◆ **Required tasks**
- a) Reproduce word for word the part of the forum thread on blocking from "Didn't the admins" up to and including "two different things.".
- b) Pick out every line of the rows that contains the string "white", matching case exactly.

◆ **Quoted passage**
It's being suggested that blocks should prevent the blocked user from seeing art, and I'm saying that strengthening blocking like that will lead to it being used as a drama weapon and everyone blocking each other would be the consequence of that.


----------



## Kesteh (Apr 3, 2010)

Ok. You may block my user. There are two things that would dodge this concept:
I can simply log out and not see mature stuff.
I can use another username. Emails are too easy to make now.

Anyone suggesting "IP" blocks in the future need to be shot. Because they are worthless and ineffective.


----------



## Verin Asper (Apr 4, 2010)

Lobar said:


> It's being suggested that blocks should prevent the blocked user from seeing art, and I'm saying that strengthening blocking like that will lead to it being used as a drama weapon and everyone blocking each other would be the consequence of that.


would teach them to "GET THICKER SKIN"


----------



## El-Matto (Apr 6, 2010)

Thank you for posting this question. I now have an annoying member who doesn't like my stuff I posted cause it's not creative, lol. At least they can't comment.


----------



## Kusatsu (Apr 6, 2010)

El-Matto said:


> Thank you for posting this question. I now have an annoying member who doesn't like my stuff I posted cause it's not creative, lol. At least they can't comment.


Unfortunately it doesn't stop them from reporting you when you use FA as a photobucket though.


----------



## AshleyAshes (Apr 7, 2010)

El-Matto said:


> Thank you for posting this question. I now have an annoying member who doesn't like my stuff I posted cause it's not creative, lol. At least they can't comment.


 
Didn't the admins take your art down for breaking the rules?  Are you really bragging about blocking someone for pointing out that you broke the rules?


----------



## Stratelier (Apr 7, 2010)

If that's the case then indeed, breaking the rules and creativity are two different things.


----------



## Aden (Apr 7, 2010)

◆ **Extracted material**
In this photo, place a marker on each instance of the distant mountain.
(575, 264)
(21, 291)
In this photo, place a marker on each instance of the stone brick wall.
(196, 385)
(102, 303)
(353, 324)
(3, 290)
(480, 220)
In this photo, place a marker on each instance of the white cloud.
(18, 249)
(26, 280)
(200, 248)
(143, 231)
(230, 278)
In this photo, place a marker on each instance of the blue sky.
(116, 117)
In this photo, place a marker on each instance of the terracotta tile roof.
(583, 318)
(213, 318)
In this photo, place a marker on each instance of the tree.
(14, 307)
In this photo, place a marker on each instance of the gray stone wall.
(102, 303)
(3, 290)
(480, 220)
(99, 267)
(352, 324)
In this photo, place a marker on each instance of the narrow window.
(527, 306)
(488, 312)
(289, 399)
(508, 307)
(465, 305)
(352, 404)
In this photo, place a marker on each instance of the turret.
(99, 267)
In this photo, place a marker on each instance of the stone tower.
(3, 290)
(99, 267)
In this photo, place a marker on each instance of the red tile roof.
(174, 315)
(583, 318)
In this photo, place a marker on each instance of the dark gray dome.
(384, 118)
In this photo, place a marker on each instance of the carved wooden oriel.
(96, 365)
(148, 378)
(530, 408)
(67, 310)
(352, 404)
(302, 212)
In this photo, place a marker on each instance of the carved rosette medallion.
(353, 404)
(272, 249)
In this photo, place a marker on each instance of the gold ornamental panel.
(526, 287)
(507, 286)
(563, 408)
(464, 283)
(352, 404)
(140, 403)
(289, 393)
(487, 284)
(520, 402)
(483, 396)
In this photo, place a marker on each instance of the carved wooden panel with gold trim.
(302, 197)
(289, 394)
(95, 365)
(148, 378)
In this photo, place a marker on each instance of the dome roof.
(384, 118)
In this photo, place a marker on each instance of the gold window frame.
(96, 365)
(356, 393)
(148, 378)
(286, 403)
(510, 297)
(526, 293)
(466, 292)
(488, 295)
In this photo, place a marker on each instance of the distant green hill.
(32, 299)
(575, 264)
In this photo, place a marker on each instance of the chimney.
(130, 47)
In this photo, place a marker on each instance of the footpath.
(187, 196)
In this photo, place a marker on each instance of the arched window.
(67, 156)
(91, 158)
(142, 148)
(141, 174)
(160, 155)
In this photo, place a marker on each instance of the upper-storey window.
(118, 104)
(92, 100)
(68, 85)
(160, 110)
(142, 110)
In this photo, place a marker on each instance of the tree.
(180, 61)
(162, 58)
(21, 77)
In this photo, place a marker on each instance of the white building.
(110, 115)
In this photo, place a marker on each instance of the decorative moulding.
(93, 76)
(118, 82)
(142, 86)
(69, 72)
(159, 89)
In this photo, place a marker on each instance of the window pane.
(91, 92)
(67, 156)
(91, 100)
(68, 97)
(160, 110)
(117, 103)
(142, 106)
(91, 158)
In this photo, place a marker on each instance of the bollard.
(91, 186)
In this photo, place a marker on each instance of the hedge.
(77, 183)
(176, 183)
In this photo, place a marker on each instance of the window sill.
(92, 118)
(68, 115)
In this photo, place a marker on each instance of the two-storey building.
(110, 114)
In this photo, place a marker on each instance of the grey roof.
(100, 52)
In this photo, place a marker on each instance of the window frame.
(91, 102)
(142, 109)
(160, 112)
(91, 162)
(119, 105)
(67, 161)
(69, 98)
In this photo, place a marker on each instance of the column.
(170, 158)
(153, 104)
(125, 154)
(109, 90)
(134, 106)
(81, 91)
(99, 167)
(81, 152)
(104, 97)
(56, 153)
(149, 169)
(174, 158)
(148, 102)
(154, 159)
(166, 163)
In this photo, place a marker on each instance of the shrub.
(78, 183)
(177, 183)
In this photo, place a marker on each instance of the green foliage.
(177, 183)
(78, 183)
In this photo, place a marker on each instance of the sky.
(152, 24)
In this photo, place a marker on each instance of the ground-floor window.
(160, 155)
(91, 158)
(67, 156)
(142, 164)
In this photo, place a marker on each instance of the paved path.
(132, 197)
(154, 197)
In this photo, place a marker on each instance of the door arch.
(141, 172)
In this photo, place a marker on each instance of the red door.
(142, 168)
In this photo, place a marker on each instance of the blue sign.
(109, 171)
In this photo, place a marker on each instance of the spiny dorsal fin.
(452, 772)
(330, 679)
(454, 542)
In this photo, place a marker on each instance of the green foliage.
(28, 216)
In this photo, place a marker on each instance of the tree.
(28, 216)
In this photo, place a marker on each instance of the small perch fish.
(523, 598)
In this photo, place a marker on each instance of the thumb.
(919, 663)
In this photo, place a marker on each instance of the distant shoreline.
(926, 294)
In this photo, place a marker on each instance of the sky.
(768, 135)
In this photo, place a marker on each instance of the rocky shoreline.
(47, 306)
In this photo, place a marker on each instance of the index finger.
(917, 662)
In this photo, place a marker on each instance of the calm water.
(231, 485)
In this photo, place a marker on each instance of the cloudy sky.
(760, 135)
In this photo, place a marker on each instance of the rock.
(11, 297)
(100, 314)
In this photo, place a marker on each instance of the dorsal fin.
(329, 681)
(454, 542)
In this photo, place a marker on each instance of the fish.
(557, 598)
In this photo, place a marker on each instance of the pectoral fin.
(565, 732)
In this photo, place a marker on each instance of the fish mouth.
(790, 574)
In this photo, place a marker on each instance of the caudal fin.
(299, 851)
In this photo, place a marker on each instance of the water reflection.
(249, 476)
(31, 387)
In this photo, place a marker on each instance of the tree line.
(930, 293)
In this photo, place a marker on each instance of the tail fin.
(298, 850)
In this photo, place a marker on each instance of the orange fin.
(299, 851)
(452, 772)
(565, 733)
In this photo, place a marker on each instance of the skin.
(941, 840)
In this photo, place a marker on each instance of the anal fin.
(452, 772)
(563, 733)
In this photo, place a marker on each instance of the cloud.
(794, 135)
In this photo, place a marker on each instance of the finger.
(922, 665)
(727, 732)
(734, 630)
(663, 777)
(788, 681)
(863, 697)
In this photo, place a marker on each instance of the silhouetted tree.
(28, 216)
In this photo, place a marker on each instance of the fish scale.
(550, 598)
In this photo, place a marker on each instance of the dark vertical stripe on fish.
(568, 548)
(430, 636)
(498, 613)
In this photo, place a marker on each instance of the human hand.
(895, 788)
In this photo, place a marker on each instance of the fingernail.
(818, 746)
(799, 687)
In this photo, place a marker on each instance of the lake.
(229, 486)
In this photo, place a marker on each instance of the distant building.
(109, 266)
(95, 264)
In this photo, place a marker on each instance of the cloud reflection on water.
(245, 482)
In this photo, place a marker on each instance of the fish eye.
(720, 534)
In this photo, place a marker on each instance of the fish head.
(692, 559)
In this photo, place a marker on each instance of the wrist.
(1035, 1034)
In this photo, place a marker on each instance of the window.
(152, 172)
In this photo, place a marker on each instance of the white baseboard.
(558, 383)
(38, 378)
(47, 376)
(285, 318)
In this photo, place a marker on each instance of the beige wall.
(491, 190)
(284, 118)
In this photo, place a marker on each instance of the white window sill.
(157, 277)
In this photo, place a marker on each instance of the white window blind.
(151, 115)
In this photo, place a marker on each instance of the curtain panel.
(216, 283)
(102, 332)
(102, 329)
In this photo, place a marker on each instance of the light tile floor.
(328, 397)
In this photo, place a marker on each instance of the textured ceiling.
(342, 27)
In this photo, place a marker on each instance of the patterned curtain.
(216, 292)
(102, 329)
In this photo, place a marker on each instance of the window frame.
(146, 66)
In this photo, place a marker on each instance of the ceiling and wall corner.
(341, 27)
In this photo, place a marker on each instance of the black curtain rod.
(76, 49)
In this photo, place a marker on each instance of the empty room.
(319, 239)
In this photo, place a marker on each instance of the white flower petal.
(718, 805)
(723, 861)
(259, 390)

◆ **Responses to the tasks**
- a)
Didn't the admins take your art down for breaking the rules?  Are you really bragging about blocking someone for pointing out that you broke the rules?


----------



## Stratelier (Apr 7, 2010)

If that's the case then indeed, breaking the rules and creativity are two different things.

- b)
In this photo, place a marker on each instance of the white cloud.
In this photo, place a marker on each instance of the white building.
In this photo, place a marker on each instance of the white baseboard.
In this photo, place a marker on each instance of the white window sill.
In this photo, place a marker on each instance of the white window blind.
In this photo, place a marker on each instance of the white flower petal.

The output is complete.